• _ABOUT THIS TASK_: In the editor chat, what setup did one person move to from emacs/cider before switching to vim?

• _PASSAGE FOR REVIEW_:

Or what you’re already used to.
yes, I think if you've been using emacs for 20 years you're less likely to move to something else
I used Emacs for years but switched, and I know several Emacs users who prefer inferior mode, so it depends on who you know 😊
sure, as I said we mostly report anecdotal records, the conclusion imho is that tooling is good and we're fortunate to have quite a few good choices available. I wouldn't say one is better than the other just because some people around me use it (or not)
I went from emacs/cider to emacs/monroe before switching to vim, currently I alternate between neovim/fireplace and neovim/vim-clojure-static
Neovim looks really nice now
I have heard good things about conjure
I’m about to make a big move career-wise into Clojure, and I’ve been using emacs/CIDER for a very long time. But I’d hate to miss out on really great stuff in Cursive just out of stubbornness.

• _DATA EXCERPT_:
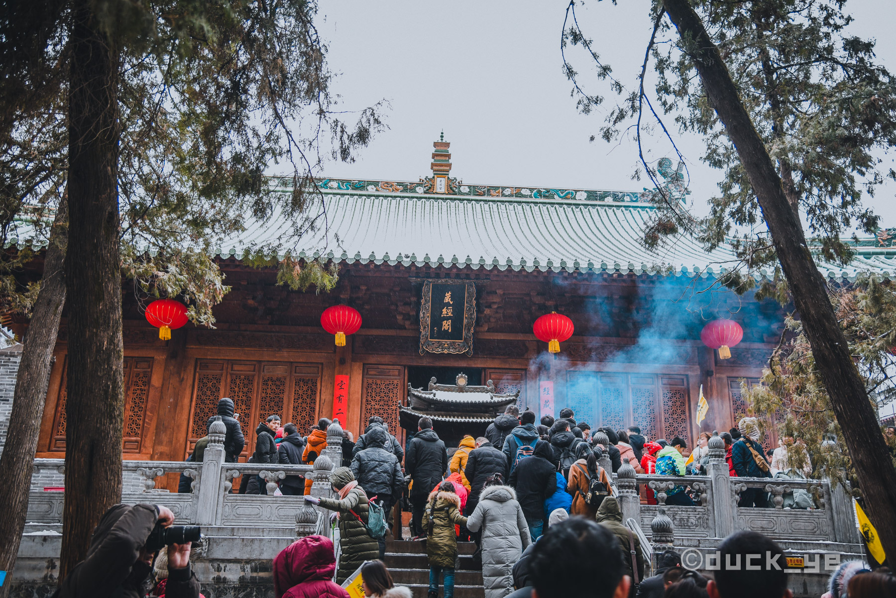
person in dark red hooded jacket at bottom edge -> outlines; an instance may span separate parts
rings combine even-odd
[[[336,570],[333,542],[308,535],[292,542],[273,561],[274,598],[349,598],[332,582]]]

• _OUTPUT BELOW_: emacs/monroe